Beginning with the line that mentions "Where is the potted", reproduce every line through the last line of the entries, exactly, and only those.
--- Data for processing ---
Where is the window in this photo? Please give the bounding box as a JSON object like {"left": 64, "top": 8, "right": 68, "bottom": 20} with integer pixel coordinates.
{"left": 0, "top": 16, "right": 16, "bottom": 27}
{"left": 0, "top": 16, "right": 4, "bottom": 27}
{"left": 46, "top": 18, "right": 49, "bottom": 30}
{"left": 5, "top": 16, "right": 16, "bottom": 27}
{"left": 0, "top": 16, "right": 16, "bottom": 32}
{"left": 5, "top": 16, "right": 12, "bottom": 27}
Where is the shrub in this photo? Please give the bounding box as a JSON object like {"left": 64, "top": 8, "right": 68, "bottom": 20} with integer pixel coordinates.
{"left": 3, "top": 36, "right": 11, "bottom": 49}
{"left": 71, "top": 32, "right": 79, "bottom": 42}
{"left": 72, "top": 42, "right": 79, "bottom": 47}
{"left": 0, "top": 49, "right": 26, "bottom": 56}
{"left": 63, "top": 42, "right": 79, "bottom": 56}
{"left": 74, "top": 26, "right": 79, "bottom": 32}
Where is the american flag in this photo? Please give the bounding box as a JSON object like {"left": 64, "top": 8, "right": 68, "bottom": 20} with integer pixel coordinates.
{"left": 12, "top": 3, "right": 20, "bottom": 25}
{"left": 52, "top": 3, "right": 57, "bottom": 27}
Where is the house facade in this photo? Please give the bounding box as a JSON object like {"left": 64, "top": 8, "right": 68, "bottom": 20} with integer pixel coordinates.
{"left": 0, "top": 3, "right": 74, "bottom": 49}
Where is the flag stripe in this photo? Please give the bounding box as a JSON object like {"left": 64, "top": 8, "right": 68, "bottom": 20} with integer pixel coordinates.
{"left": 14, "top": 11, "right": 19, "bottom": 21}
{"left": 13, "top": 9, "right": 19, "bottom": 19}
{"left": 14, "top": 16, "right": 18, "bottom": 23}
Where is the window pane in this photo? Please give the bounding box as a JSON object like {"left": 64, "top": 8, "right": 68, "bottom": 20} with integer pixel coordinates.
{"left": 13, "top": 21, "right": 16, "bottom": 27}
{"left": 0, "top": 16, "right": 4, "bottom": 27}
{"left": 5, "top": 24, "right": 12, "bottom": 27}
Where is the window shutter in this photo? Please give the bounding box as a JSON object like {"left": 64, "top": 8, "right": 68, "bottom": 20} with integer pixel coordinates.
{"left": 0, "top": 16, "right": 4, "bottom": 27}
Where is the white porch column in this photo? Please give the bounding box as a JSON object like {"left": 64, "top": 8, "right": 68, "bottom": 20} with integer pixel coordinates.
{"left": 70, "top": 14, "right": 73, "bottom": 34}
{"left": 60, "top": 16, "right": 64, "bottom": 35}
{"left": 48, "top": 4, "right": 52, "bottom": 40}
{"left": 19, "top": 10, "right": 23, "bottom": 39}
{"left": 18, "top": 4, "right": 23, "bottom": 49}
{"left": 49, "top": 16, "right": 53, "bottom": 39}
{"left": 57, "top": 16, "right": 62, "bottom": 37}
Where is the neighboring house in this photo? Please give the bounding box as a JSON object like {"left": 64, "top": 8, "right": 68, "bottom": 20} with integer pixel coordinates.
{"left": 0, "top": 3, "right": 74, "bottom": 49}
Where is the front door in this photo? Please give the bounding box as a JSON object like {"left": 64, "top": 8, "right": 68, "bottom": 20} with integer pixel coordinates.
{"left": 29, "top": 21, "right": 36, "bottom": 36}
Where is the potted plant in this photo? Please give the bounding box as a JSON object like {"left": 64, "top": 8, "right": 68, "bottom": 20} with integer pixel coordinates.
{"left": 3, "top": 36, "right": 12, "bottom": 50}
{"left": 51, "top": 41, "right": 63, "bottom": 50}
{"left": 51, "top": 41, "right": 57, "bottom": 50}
---
* Output of the exercise
Where is the potted plant in this photo? Please give the bounding box as a JSON object like {"left": 64, "top": 8, "right": 68, "bottom": 20} with integer pixel coordinates.
{"left": 3, "top": 36, "right": 12, "bottom": 50}
{"left": 51, "top": 41, "right": 63, "bottom": 50}
{"left": 51, "top": 41, "right": 57, "bottom": 50}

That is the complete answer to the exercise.